● Records for the exercise:

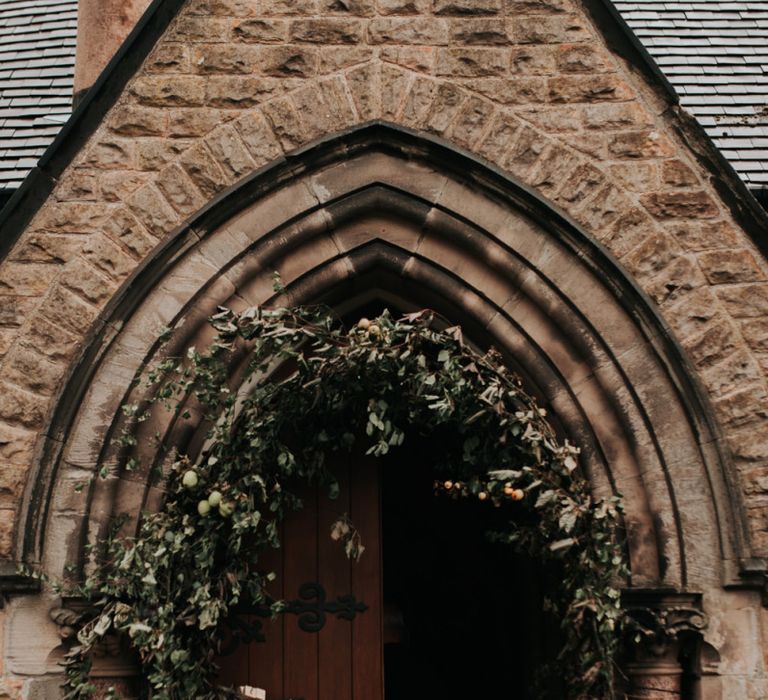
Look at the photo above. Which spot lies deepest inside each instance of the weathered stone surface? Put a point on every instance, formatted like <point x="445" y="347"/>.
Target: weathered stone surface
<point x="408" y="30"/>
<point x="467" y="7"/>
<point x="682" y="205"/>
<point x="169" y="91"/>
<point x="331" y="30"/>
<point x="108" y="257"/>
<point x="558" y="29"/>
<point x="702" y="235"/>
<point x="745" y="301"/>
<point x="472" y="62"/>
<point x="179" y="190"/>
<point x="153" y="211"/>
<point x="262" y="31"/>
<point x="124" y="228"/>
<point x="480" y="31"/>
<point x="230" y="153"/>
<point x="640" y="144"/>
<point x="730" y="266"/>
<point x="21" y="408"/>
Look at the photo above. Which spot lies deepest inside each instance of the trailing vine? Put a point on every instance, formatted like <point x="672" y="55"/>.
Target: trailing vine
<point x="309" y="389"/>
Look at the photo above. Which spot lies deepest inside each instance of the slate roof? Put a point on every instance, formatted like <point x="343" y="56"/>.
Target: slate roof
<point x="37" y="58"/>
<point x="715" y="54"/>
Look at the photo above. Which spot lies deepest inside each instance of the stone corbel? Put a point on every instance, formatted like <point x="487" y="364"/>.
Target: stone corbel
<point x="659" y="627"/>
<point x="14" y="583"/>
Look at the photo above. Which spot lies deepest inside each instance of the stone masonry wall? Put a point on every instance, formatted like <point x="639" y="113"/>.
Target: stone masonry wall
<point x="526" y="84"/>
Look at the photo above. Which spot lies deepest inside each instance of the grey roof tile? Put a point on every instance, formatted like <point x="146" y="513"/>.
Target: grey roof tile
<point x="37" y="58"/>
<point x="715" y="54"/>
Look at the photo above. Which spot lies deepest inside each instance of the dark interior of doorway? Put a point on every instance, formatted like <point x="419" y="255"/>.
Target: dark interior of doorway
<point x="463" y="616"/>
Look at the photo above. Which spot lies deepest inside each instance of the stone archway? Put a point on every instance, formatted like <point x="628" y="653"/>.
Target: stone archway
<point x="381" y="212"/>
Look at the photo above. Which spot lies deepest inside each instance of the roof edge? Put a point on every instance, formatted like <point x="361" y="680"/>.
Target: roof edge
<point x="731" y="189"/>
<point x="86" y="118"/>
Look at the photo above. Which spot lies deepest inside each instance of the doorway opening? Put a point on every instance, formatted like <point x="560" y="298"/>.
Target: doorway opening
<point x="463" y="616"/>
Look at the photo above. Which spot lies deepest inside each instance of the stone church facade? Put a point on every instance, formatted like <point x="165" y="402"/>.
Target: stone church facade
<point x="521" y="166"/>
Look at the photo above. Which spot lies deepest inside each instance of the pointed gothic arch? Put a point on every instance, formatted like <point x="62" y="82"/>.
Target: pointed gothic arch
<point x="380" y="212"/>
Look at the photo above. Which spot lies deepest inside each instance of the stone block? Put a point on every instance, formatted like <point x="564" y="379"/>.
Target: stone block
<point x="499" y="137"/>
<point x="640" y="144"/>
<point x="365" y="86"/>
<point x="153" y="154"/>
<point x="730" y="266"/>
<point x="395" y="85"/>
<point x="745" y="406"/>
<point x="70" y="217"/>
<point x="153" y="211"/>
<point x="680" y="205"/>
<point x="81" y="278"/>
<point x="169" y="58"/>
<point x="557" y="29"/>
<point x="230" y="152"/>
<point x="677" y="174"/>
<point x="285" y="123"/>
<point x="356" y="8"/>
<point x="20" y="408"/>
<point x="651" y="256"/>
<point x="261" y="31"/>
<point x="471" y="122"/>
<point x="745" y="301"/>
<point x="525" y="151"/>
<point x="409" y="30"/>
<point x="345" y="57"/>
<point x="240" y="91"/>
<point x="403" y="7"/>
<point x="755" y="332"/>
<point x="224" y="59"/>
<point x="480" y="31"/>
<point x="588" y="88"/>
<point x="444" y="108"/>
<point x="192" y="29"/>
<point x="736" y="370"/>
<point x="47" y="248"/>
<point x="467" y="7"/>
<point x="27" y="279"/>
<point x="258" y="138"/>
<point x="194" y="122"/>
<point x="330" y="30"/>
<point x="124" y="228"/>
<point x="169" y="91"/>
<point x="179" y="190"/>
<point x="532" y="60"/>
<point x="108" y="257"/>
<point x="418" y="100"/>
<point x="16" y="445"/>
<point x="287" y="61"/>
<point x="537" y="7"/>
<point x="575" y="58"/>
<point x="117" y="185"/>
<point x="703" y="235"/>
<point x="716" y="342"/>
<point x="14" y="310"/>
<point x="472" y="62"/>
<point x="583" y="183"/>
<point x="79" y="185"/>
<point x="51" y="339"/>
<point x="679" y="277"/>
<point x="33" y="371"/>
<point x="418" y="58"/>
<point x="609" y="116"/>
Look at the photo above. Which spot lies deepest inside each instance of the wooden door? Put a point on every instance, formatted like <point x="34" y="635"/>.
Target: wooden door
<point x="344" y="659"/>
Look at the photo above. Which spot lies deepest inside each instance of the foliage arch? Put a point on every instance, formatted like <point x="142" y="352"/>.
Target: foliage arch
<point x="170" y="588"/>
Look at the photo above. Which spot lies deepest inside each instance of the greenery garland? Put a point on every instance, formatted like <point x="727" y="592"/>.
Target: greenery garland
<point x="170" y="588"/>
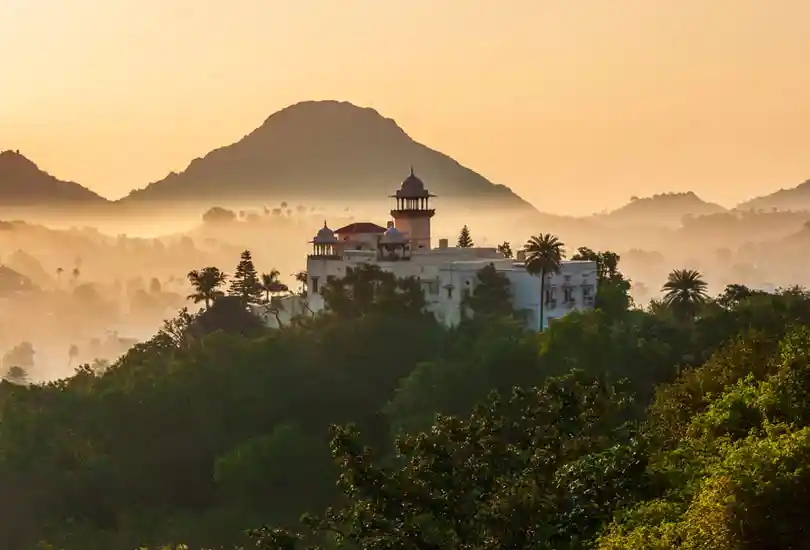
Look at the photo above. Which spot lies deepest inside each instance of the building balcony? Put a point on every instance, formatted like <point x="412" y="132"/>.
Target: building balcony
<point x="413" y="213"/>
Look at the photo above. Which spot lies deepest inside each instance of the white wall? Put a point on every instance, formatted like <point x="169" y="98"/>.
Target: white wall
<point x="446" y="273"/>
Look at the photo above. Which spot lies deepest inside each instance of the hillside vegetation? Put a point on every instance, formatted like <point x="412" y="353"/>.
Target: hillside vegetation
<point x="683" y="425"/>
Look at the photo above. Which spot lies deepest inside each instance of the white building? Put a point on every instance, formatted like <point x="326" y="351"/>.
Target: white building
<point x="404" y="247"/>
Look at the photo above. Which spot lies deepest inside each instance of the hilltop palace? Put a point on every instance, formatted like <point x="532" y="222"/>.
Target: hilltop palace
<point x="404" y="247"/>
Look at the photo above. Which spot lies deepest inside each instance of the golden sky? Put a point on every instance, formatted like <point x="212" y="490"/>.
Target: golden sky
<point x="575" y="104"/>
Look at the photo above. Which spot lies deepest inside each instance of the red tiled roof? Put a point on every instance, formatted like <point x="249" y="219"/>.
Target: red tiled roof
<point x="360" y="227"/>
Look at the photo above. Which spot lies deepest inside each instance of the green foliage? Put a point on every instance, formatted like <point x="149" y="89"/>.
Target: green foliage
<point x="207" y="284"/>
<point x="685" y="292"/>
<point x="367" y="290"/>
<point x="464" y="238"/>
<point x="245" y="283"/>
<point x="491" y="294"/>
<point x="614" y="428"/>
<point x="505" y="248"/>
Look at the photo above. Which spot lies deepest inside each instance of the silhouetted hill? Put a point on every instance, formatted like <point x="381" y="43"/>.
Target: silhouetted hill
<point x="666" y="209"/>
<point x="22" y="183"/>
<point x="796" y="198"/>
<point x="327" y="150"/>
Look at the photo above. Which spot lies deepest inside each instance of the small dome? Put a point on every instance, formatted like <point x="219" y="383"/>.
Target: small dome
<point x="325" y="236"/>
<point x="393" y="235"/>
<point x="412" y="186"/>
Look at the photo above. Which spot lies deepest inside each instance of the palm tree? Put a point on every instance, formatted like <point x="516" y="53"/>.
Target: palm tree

● Exercise instructions:
Return an exact transcription of the material, with its pictures left out.

● Problem solution:
Look at the photo above. Which spot lies deepest inside each instance of the weathered stone surface? Put a point on every instance, formatted like <point x="445" y="347"/>.
Target: weathered stone surface
<point x="408" y="30"/>
<point x="467" y="7"/>
<point x="682" y="205"/>
<point x="169" y="91"/>
<point x="331" y="30"/>
<point x="108" y="257"/>
<point x="558" y="29"/>
<point x="702" y="235"/>
<point x="745" y="301"/>
<point x="472" y="62"/>
<point x="179" y="190"/>
<point x="153" y="211"/>
<point x="262" y="31"/>
<point x="124" y="228"/>
<point x="480" y="31"/>
<point x="230" y="153"/>
<point x="640" y="144"/>
<point x="730" y="266"/>
<point x="21" y="408"/>
Look at the photo above. Which spot lies deepest inside each instance of the trailing vine? Put a point on every instance, formatted like <point x="672" y="55"/>.
Target: trailing vine
<point x="309" y="389"/>
Look at the photo above. Which spot lies deepest inside each instance of the slate roof? Put a point on every instance, formatted like <point x="343" y="56"/>.
Target: slate roof
<point x="37" y="58"/>
<point x="715" y="54"/>
Look at the photo above. Which spot lies deepest inside each instance of the stone corbel? Put a point on every instance, formatted like <point x="487" y="364"/>.
Target: stone corbel
<point x="659" y="627"/>
<point x="14" y="583"/>
Look at the photo above. Which spot lies deepest inside each instance of the stone masonry wall? Put a point on every instance, formatted like <point x="639" y="113"/>.
Target: stone masonry wall
<point x="526" y="84"/>
Look at the photo above. Which spot lies deepest inside each instance of the grey roof tile? Put a point on every instance, formatted like <point x="146" y="513"/>.
Target: grey roof tile
<point x="37" y="58"/>
<point x="715" y="54"/>
Look at the photo above. Which spot lies deepest inside each instance of the dark interior of doorway? Put a point on every instance, formatted like <point x="419" y="255"/>.
Target: dark interior of doorway
<point x="463" y="616"/>
Look at the photo above. Which spot lies deepest inside each instance of the stone archway? Put a point on every instance, formatted like <point x="628" y="653"/>.
Target: stone archway
<point x="381" y="212"/>
Look at the photo above. Which spot lies deepest inside each instance of the roof edge? Put a point on every instance, formatted like <point x="361" y="680"/>.
Target: roof edge
<point x="731" y="189"/>
<point x="86" y="118"/>
Look at the photo above. Which spot lies deepest inside each instance of the doorway opening? Put a point on every instance, formatted like <point x="560" y="298"/>.
Target: doorway opening
<point x="463" y="616"/>
Look at the photo above. Which spot lies deepest inside each instance of the stone church facade? Put a point on every instance, formatted like <point x="165" y="402"/>.
Target: stone church facade
<point x="521" y="166"/>
Look at the photo above. Which spot lies deepest inside each instance of the pointed gothic arch? Put a point on every instance, formatted like <point x="62" y="82"/>.
Target: pointed gothic arch
<point x="380" y="212"/>
Look at the photo above. Which spot lies deepest inside each instance of the stone block? Put a point on every instance, formatted like <point x="564" y="379"/>.
Target: stone block
<point x="499" y="137"/>
<point x="640" y="144"/>
<point x="365" y="86"/>
<point x="153" y="154"/>
<point x="730" y="266"/>
<point x="395" y="85"/>
<point x="745" y="406"/>
<point x="70" y="217"/>
<point x="153" y="211"/>
<point x="680" y="205"/>
<point x="81" y="278"/>
<point x="169" y="58"/>
<point x="557" y="29"/>
<point x="230" y="152"/>
<point x="677" y="174"/>
<point x="285" y="123"/>
<point x="356" y="8"/>
<point x="20" y="408"/>
<point x="651" y="256"/>
<point x="261" y="31"/>
<point x="471" y="122"/>
<point x="745" y="301"/>
<point x="525" y="151"/>
<point x="409" y="30"/>
<point x="345" y="57"/>
<point x="240" y="91"/>
<point x="403" y="7"/>
<point x="755" y="332"/>
<point x="224" y="59"/>
<point x="480" y="31"/>
<point x="588" y="88"/>
<point x="444" y="108"/>
<point x="192" y="29"/>
<point x="736" y="370"/>
<point x="47" y="248"/>
<point x="467" y="7"/>
<point x="27" y="279"/>
<point x="258" y="138"/>
<point x="194" y="122"/>
<point x="330" y="30"/>
<point x="124" y="228"/>
<point x="169" y="91"/>
<point x="179" y="190"/>
<point x="532" y="60"/>
<point x="108" y="257"/>
<point x="418" y="100"/>
<point x="16" y="445"/>
<point x="287" y="61"/>
<point x="537" y="7"/>
<point x="575" y="58"/>
<point x="117" y="185"/>
<point x="703" y="235"/>
<point x="716" y="342"/>
<point x="14" y="310"/>
<point x="472" y="62"/>
<point x="583" y="183"/>
<point x="79" y="185"/>
<point x="51" y="339"/>
<point x="679" y="277"/>
<point x="33" y="371"/>
<point x="418" y="58"/>
<point x="609" y="116"/>
Look at the photo above. Which spot lies deepest inside each instance of the wooden door? Put a point on every instance, formatted like <point x="34" y="635"/>.
Target: wooden door
<point x="344" y="659"/>
Look at the photo above. Which spot lies deepest inside each instance of the foliage arch? Put a point on every instance, formatted like <point x="142" y="352"/>.
Target: foliage arch
<point x="170" y="588"/>
Look at the photo above. Which spot lies deepest inside each instance of the greenery garland? Put a point on every instance, formatted like <point x="727" y="592"/>.
Target: greenery garland
<point x="170" y="588"/>
Look at the photo above. Which spot lies deepest inside each instance of the building balcony? Put a point on every instance, formatted like <point x="412" y="132"/>.
Target: building balcony
<point x="413" y="213"/>
Look at the photo above. Which spot lies deepest inside each instance of the white wall? Put a point on every instance, formatted like <point x="169" y="98"/>.
Target: white wall
<point x="446" y="273"/>
Look at the photo above. Which spot lies deepest inside each instance of the hillside vegetation? Put a point on every instance, formatted like <point x="412" y="353"/>.
Target: hillside vegetation
<point x="683" y="425"/>
Look at the photo above. Which spot lies deepest inside each instance of the white building? Put a point on every instance, formatted like <point x="326" y="351"/>.
Target: white building
<point x="404" y="247"/>
Look at the photo above. Which spot lies deepest inside each instance of the hilltop palace? Put a point on every instance, formatted like <point x="532" y="222"/>.
Target: hilltop palace
<point x="404" y="247"/>
Look at the photo above. Which spot lies deepest inside each instance of the golden sky? Put a point on every instance, formatted like <point x="212" y="490"/>.
Target: golden sky
<point x="575" y="104"/>
Look at the photo above. Which spot lies deepest inside each instance of the red tiled roof? Put a point on every instance, formatted like <point x="249" y="219"/>.
Target: red tiled roof
<point x="360" y="227"/>
Look at the photo above. Which spot lies deepest inside each instance of the green foliage? Put a point on every instance, formatted like <point x="149" y="89"/>.
Target: green foliage
<point x="207" y="284"/>
<point x="685" y="292"/>
<point x="367" y="290"/>
<point x="464" y="238"/>
<point x="245" y="283"/>
<point x="491" y="294"/>
<point x="614" y="428"/>
<point x="505" y="248"/>
Look at the photo above. Which spot lies deepest inside each instance of the silhouetted hill? Put a point on every instance, formatted like <point x="381" y="43"/>.
Target: silhouetted hill
<point x="666" y="209"/>
<point x="22" y="183"/>
<point x="796" y="198"/>
<point x="327" y="150"/>
Look at the photo above. Which spot lies deepest inside each instance of the small dome? Put a point on every instance, formatted like <point x="219" y="383"/>.
Target: small dome
<point x="325" y="236"/>
<point x="393" y="235"/>
<point x="412" y="186"/>
Look at the photo above. Which spot lies deepest inside each instance of the palm tree? Put a point on every instance, formatted like <point x="516" y="53"/>.
Target: palm tree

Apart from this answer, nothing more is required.